* [Given instruction] Copy out exactly the lines from the line containing "Lane-count request: drop a dot on each instance of the parked" to the end of the listing.

Pointing dataset excerpts
———
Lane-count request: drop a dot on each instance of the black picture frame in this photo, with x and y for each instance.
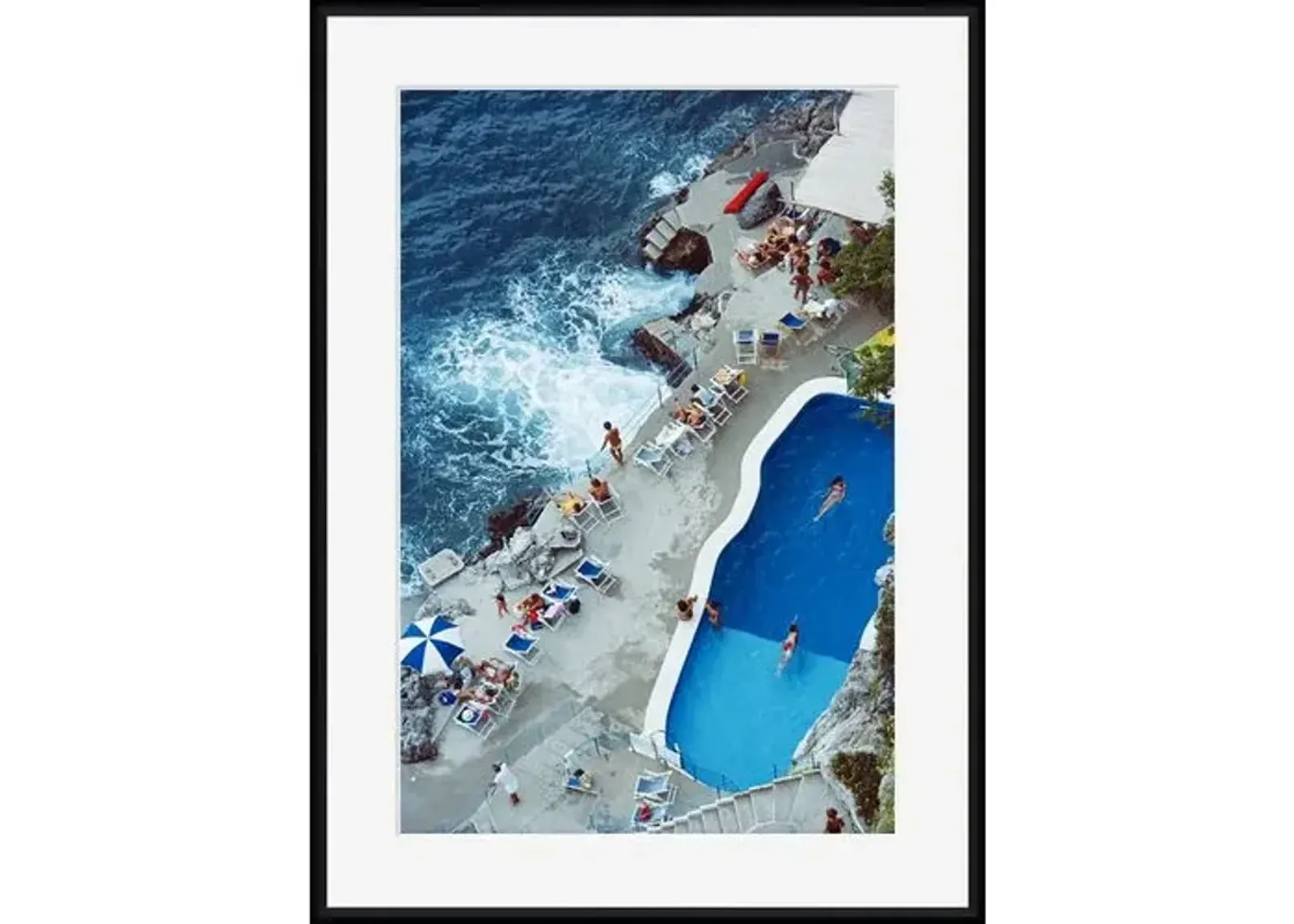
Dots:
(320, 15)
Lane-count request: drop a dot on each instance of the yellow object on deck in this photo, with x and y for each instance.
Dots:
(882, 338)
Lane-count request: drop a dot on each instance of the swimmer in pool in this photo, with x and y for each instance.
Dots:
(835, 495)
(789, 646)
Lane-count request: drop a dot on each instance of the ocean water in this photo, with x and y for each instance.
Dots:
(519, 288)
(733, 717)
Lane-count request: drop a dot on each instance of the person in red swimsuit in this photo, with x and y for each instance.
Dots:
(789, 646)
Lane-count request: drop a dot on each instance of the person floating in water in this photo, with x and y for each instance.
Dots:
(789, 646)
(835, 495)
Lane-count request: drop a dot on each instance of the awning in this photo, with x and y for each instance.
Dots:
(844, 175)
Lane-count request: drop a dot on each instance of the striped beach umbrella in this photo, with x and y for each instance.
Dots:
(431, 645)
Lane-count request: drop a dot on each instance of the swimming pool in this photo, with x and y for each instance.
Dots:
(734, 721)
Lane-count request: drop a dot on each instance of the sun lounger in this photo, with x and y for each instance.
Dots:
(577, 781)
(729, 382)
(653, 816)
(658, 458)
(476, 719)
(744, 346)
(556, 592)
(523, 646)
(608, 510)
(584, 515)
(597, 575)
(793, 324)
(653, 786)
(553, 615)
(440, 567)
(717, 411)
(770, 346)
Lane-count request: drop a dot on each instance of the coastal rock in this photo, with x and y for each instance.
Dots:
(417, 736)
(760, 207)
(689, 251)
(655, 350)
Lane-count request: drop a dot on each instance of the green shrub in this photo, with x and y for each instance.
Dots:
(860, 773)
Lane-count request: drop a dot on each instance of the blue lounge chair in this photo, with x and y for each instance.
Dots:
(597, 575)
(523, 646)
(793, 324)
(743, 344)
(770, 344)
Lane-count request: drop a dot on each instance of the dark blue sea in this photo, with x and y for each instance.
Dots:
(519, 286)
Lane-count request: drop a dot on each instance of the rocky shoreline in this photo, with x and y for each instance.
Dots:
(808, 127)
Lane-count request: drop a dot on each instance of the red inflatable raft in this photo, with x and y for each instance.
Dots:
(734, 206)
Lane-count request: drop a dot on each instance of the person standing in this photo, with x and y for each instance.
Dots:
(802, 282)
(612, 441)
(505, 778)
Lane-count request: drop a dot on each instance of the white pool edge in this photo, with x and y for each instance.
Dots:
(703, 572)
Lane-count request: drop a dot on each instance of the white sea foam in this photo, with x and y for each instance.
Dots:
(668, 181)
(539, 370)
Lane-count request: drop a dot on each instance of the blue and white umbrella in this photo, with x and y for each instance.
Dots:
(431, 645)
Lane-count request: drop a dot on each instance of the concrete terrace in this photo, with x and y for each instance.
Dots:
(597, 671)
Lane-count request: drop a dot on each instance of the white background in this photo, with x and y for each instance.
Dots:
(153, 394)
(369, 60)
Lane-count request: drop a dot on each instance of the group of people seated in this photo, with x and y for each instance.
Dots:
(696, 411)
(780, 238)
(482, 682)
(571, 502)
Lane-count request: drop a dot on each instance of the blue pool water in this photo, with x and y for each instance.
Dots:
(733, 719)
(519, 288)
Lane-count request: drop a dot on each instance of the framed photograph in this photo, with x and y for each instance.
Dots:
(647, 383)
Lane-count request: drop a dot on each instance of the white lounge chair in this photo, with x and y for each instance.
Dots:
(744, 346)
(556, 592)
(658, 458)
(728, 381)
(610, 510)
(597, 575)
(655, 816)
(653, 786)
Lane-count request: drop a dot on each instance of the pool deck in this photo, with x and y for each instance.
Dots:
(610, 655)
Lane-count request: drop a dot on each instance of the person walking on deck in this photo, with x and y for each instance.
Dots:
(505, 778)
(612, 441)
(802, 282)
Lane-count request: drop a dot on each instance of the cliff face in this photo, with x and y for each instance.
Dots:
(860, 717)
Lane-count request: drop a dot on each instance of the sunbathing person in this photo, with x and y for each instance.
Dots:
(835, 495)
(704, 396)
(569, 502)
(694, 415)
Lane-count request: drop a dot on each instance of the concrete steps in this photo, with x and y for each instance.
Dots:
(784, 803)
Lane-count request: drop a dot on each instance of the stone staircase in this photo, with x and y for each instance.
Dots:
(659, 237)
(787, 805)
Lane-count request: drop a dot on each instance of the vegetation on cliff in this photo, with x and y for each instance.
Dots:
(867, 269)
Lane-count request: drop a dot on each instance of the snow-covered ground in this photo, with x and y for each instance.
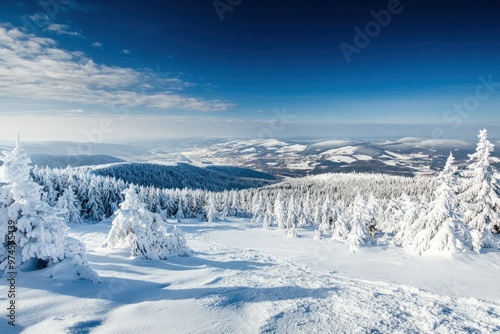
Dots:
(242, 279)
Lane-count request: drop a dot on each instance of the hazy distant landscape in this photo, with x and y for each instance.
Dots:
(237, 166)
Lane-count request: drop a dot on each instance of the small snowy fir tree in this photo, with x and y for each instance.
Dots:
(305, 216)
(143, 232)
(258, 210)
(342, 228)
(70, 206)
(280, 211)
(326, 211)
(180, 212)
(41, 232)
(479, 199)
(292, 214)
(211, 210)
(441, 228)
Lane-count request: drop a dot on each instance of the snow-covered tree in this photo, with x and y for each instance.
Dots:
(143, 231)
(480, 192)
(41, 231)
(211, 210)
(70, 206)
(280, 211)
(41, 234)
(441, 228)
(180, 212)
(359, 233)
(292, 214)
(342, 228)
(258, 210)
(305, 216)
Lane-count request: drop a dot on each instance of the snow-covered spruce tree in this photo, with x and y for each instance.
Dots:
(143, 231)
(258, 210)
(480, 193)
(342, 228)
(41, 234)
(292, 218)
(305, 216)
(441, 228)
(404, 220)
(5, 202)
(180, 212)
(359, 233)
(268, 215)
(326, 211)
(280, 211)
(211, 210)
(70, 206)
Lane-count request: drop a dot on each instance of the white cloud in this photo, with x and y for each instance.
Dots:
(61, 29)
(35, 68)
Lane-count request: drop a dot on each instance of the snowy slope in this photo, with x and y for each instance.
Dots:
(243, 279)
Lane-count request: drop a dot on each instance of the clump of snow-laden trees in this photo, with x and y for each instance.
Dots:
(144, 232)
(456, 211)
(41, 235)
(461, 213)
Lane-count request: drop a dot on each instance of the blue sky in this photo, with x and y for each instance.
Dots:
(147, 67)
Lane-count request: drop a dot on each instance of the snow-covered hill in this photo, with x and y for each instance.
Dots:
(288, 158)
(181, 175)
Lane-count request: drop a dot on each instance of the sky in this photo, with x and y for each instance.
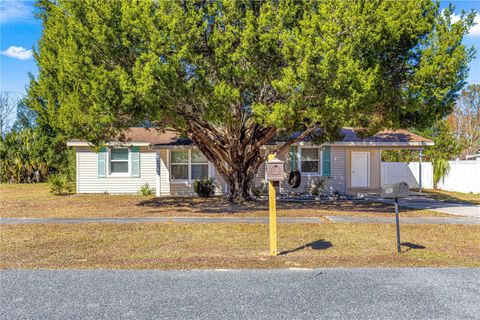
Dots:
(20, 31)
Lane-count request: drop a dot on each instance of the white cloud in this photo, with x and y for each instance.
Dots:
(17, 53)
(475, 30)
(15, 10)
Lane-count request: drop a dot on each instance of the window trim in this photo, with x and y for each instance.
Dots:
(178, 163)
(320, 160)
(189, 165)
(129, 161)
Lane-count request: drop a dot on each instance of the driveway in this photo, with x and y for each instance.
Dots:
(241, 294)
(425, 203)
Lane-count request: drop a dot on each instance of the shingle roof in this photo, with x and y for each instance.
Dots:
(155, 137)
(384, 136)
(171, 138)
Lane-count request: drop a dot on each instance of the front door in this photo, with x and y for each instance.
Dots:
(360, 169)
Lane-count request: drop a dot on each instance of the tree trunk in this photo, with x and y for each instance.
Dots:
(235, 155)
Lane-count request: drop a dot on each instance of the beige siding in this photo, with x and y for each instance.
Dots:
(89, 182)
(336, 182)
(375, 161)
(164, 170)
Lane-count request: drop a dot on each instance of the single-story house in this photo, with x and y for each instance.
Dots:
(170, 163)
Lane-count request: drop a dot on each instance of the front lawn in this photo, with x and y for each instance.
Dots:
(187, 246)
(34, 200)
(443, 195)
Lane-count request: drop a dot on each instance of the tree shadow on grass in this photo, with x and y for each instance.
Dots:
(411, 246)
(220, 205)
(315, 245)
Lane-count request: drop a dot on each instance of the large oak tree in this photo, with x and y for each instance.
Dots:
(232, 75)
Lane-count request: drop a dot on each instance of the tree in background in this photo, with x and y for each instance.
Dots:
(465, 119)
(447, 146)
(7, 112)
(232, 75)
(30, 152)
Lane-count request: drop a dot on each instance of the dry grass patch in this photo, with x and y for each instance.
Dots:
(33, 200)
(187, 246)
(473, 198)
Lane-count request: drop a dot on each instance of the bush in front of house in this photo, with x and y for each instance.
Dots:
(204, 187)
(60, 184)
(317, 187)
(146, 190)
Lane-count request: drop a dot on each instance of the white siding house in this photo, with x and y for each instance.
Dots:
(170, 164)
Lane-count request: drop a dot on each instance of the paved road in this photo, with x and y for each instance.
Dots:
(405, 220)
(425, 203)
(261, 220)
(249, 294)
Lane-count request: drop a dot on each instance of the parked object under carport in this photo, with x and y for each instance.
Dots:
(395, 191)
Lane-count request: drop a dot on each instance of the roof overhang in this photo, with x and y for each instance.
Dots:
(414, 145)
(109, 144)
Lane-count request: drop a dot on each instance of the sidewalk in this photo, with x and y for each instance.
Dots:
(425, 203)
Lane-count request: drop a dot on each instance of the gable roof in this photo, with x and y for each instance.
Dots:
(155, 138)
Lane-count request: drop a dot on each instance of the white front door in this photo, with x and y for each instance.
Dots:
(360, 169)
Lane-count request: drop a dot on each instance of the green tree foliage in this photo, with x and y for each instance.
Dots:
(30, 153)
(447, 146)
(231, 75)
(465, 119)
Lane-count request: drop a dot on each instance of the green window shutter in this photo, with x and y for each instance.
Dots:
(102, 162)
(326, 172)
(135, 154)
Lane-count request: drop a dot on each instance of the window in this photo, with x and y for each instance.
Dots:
———
* [Answer]
Lane-count request: drop a dot on each instance of the parked object under carport in this photo, with x and y for each instance.
Dots:
(395, 191)
Lane-count request: drop a dot on each instance of the roof overhang in this photo, with x and y for each instance.
Dots:
(414, 145)
(109, 144)
Lane-count request: drop a dot on each instance of the sidewalk in this photo, with x and y for each instance.
Dots:
(425, 203)
Lane-count request: drop a dot on each instance of the gable roof in this photo, with x and y for each instance.
Dots:
(155, 138)
Lane-count request: drop a dot on each instance of the white front door in this photo, with x and y for each instance.
Dots:
(360, 169)
Lane-count request: drop a dot on each instance of the green tree foliage in this photo, with x and y for each instance.
Dots:
(30, 153)
(447, 146)
(231, 75)
(465, 119)
Lane-count request: drop a dot on each instance of the green window shutter in this photo, with x and y for each instance.
Dots:
(102, 162)
(326, 172)
(135, 154)
Lane-count request: drop a dot on each instance of the window in this photo, with x and y for each instance.
Dots:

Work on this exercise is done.